§ Problem to solve: Update everything from the start of the records down to the line containing "column 344, row 15" by replacing "ceiling fan" with "pendant light", and return only those lines with all else unchanged.

§ Record extracts:
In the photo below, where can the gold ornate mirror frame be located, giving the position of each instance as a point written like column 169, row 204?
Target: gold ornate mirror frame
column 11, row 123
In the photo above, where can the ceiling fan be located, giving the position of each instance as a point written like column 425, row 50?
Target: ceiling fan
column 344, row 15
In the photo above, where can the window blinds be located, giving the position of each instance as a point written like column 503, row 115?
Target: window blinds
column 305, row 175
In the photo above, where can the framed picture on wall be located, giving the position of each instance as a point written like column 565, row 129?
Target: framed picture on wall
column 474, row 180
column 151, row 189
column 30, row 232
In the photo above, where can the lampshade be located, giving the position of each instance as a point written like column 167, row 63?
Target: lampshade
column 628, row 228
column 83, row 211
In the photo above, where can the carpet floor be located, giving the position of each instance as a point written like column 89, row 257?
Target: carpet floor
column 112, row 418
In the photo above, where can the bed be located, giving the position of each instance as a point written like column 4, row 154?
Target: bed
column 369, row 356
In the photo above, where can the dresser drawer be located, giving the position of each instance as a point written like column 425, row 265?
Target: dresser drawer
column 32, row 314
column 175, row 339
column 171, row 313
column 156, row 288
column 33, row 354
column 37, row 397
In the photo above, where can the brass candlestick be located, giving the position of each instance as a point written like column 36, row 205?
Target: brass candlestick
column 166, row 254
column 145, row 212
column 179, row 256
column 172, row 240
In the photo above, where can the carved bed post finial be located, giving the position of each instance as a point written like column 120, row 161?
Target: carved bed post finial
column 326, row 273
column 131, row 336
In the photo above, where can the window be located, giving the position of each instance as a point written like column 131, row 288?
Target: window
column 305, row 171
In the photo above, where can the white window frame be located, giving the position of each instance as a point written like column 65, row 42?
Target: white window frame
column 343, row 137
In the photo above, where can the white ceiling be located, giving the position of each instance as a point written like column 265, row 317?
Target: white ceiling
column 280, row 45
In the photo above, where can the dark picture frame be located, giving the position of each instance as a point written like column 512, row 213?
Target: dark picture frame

§ Full solution:
In the photo below, where can the gold ornate mirror frame be located, giving the position of each instance as a point written like column 169, row 204?
Target: gold ornate mirror frame
column 11, row 123
In the photo above, where can the pendant light be located, giving the position of each instance as a point written like column 425, row 50?
Target: pendant light
column 344, row 15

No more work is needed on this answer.